- Assignment
Can you continue the film commentary past its final sentence?

- Document text

BEGIN

What follows is a larger pattern in the film. The story of Kusum, the overworked housewife who finds solace and romance outside her marriage is presented not as a moment of ethical fracture, but as a form of late-arriving justice. Her husband, Bhanu Tripathi, the elder brother of Shrirenu, is drawn, predictably, as emotionally vacant and patriarchal. The infidelity, on the other hand, is painted in soft tones: a woman finally taking control of her life. Here too, the film is not interested in exploring the tragedy of marital collapse or the responsibilities that attend intimate bonds. What matters is that the transgressor is justified because she transgressed in the name of selfhood.
Even more revealing is how the film treats domestic expectation. The notion that a woman might learn housework, or participate in the shared life of the home, is met with incredulity. This is portrayed not as a matter of preference or cultural continuity, but as evidence of latent misogyny. What is lost is the possibility that roles within a household might have dignity — that they might represent not oppression but mutual responsibility. But here again, the conservative man is caricatured such that it is made easier to sympathise with the wife who committed adultery.

END

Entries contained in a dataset
BEGIN

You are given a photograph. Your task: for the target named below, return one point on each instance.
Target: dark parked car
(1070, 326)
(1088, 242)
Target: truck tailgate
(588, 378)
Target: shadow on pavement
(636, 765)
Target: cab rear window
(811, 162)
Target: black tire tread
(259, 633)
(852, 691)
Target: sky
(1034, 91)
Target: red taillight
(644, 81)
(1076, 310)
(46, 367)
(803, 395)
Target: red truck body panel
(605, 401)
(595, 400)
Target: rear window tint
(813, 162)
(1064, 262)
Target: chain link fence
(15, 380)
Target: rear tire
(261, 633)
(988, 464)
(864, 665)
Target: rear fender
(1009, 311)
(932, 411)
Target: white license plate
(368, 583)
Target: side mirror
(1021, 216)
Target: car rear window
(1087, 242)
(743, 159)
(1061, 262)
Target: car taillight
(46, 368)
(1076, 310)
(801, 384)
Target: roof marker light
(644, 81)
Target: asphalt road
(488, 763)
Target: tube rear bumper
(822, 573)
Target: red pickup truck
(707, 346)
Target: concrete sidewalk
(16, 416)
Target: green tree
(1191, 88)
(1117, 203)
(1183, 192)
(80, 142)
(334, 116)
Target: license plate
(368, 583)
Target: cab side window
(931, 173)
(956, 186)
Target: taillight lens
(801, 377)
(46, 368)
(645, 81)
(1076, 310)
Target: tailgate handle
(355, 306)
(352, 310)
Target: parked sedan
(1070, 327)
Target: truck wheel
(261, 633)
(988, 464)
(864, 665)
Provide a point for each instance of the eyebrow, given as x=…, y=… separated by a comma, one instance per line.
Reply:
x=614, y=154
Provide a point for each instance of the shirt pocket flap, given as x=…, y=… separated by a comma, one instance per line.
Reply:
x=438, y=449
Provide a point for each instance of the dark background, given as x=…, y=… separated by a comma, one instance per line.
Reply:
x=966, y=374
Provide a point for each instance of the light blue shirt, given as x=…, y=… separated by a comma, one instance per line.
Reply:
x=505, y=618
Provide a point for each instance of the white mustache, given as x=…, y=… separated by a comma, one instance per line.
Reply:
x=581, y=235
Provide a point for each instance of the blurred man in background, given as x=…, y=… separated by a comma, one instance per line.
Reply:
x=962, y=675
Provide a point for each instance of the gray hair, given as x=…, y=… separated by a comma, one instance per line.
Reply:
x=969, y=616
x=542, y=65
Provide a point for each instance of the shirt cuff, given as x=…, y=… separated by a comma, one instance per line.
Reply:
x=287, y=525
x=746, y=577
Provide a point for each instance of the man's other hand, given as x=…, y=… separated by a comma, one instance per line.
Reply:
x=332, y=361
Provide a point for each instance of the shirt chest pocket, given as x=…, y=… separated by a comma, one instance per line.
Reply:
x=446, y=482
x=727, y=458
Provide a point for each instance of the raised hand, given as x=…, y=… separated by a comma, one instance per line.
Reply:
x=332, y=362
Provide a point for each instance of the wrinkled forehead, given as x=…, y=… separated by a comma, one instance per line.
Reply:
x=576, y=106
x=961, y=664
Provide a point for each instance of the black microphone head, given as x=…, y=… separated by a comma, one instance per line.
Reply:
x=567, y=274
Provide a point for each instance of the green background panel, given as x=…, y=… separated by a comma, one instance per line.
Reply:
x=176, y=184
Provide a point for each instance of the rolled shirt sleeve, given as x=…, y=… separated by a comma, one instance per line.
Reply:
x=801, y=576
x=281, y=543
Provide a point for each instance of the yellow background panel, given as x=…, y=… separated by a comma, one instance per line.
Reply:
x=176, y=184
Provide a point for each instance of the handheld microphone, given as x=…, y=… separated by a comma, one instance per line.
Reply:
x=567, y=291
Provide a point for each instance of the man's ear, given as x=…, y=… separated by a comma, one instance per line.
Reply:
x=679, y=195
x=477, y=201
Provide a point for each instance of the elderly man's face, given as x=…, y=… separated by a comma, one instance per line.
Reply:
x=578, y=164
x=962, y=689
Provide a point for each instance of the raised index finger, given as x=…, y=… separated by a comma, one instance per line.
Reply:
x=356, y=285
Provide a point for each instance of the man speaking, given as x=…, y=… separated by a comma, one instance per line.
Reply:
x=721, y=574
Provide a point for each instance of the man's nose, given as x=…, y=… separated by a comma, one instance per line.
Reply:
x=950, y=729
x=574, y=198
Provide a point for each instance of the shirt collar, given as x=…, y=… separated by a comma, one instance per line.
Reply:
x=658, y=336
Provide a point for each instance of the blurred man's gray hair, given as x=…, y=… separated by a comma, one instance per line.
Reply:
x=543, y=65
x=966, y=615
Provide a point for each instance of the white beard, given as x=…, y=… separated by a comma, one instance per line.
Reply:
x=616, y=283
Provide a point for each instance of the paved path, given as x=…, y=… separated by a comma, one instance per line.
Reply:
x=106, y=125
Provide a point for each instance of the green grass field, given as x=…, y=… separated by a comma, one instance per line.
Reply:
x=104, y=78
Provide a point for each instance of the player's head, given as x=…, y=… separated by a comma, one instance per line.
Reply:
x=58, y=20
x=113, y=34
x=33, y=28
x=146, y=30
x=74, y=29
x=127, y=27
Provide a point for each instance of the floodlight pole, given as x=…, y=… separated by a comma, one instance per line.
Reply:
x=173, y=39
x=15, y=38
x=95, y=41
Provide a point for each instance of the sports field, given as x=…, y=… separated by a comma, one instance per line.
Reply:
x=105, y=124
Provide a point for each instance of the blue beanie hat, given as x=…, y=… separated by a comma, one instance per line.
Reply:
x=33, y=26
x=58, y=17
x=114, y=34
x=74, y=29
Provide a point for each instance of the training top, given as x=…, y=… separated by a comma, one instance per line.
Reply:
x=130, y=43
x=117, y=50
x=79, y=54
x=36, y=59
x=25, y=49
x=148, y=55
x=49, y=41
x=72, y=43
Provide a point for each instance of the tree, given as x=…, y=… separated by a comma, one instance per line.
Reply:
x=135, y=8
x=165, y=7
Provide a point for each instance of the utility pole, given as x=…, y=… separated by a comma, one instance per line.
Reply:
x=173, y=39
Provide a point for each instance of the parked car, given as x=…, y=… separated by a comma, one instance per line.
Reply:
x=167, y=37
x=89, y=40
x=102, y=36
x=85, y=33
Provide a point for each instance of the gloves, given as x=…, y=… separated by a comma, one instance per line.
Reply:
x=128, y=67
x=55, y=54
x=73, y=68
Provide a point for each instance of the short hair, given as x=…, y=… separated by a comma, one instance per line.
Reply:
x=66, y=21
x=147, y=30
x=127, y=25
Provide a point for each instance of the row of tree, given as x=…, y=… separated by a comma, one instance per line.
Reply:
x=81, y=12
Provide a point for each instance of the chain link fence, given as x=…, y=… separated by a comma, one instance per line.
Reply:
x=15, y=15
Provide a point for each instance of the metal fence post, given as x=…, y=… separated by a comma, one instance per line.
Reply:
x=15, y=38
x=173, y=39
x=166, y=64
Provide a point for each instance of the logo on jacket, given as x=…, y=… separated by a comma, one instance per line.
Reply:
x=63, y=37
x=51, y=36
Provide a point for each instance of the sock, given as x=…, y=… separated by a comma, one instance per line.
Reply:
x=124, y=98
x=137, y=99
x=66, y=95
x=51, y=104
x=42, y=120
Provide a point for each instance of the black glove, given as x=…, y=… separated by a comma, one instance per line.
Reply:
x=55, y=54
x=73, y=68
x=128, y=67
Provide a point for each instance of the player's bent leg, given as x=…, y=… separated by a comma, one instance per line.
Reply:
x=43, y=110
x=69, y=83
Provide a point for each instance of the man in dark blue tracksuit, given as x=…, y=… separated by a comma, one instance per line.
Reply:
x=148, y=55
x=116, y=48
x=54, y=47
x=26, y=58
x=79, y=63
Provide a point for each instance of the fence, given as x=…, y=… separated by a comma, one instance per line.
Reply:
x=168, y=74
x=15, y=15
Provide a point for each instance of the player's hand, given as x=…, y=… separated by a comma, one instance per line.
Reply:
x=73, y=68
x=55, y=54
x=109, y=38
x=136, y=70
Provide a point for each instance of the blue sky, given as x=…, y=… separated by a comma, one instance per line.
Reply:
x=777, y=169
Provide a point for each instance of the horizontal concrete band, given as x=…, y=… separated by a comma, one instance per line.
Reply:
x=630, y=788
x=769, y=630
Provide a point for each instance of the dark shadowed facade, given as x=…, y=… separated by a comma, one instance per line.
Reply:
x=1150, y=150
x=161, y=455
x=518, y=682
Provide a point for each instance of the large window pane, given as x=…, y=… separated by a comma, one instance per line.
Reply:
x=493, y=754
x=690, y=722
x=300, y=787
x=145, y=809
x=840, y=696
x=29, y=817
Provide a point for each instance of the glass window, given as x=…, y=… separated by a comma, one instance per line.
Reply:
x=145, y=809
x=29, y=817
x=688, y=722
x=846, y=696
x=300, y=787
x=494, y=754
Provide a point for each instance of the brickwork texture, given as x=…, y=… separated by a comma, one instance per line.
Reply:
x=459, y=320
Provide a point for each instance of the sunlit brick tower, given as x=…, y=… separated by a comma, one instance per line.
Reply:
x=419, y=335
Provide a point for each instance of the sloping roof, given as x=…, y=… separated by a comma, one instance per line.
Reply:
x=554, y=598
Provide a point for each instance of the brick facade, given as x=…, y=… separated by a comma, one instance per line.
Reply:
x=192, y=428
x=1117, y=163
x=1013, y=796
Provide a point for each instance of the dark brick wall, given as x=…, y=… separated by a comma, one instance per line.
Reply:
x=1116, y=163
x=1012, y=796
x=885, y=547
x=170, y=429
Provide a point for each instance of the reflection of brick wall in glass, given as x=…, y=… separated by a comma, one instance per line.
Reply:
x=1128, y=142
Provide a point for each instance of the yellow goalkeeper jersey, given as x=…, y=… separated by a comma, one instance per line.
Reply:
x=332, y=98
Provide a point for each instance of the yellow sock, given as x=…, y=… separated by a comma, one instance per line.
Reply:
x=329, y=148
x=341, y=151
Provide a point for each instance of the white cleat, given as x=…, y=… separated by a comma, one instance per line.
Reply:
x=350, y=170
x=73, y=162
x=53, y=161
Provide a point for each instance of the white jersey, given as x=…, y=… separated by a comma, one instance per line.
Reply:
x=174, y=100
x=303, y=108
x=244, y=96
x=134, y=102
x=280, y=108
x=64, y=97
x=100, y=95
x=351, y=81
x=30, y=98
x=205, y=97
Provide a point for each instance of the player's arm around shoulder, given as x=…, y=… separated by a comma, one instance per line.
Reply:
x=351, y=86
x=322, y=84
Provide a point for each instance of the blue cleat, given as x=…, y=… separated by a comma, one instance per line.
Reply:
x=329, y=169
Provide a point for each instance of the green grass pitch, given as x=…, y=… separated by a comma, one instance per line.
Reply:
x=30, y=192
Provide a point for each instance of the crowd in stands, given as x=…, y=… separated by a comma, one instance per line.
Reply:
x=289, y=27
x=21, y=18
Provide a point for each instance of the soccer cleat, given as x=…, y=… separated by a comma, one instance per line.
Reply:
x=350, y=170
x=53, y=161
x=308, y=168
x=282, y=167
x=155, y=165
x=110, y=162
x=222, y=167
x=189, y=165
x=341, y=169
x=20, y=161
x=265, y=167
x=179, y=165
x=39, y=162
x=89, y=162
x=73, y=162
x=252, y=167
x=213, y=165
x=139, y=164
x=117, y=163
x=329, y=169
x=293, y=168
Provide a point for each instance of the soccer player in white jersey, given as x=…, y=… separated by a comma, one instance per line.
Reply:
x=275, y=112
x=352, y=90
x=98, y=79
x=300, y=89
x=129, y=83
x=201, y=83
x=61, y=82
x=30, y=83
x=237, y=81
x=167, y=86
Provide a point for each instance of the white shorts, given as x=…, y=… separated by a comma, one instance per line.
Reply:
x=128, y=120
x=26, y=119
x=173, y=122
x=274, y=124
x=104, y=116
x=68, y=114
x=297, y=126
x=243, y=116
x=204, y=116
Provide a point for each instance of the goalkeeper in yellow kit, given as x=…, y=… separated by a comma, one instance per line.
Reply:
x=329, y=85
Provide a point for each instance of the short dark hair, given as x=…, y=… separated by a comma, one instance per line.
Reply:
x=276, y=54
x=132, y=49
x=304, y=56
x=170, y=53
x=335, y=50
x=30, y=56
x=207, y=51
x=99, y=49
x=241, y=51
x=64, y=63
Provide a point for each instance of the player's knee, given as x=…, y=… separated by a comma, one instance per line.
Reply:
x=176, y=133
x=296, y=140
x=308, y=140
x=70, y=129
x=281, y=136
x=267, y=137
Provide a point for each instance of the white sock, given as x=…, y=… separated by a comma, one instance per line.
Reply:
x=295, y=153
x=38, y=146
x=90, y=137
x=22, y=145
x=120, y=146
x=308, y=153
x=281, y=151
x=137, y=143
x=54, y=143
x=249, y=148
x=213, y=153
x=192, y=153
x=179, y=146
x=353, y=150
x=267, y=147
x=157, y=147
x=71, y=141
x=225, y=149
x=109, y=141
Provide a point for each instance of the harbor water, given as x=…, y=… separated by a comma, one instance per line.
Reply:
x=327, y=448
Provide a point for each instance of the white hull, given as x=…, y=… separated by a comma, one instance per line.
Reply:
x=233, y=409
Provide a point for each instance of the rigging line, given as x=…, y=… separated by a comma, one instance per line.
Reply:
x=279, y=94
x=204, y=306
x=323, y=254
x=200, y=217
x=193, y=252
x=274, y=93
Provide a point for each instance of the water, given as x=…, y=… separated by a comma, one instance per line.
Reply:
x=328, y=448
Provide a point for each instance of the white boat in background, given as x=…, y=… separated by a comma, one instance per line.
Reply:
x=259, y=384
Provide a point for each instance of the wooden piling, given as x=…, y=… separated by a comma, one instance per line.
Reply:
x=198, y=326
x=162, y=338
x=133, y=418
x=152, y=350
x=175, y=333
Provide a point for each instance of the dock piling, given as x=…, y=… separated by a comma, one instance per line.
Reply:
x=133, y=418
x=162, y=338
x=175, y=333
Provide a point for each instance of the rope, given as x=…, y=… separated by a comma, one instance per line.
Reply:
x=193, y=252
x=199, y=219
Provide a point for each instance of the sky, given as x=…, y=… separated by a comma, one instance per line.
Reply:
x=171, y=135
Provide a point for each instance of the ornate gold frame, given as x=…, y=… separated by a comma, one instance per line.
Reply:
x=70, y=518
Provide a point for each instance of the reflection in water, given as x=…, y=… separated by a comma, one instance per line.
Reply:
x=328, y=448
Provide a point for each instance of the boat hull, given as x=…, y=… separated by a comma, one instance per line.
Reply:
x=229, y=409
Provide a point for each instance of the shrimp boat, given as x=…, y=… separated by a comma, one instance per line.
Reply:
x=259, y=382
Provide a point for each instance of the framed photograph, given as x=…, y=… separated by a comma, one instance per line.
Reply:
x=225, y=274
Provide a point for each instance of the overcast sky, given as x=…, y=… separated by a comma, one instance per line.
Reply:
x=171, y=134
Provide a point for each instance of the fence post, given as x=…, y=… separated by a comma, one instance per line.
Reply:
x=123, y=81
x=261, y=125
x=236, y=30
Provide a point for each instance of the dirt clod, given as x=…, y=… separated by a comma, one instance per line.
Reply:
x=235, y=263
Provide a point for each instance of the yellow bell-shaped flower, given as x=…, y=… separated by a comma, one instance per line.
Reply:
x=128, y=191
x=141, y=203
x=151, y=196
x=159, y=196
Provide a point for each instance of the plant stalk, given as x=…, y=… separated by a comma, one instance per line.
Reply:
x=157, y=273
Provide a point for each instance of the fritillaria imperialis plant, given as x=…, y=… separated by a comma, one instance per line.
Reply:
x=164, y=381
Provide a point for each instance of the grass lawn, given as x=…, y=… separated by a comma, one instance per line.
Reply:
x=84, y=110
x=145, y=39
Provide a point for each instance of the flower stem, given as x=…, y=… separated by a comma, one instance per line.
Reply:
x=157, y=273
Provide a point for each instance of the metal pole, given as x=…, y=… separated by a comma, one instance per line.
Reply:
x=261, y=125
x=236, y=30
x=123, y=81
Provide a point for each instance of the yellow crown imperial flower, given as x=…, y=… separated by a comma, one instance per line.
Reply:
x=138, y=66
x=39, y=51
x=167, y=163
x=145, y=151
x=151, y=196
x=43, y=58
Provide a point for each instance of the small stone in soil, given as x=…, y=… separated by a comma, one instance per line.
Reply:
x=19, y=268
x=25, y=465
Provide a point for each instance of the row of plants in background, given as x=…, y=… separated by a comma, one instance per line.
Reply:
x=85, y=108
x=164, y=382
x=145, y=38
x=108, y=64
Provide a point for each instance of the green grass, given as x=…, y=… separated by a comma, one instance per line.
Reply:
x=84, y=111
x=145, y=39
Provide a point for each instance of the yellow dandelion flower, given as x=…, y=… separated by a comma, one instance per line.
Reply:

END

- Exercise answer
What makes the experience all the more jarring is the casting of R. Madhavan in a role that appears beneath his standard of discernment. Known for portraying characters that embody emotional depth and moral subtlety, Madhavan is here reduced to a one-dimensional foil for liberal re-education. His character is not permitted to assert boundaries or values without the narrative eventually shaming him into apology. That an actor with his cultural capital would lend his presence to a film that uncritically perpetuates such lopsided moral instruction is a disappointment, not because one expects ideological purity from art, but because one expects complexity.
There is a sense, throughout Aap Jaisa Koi, that the filmmakers are more interested in asserting the superiority of modern sensibilities than in understanding what gave earlier moralities their structure and staying power. The film is not curious about tradition; it is simply tired of it. And this fatigue with the past masquerades as moral clarity. The result is a film that lacks the very virtues it quietly scorns: patience, depth, humility, and a willingness to live within the constraints of inherited forms rather than endlessly fashioning new ones in pursuit of self-definition.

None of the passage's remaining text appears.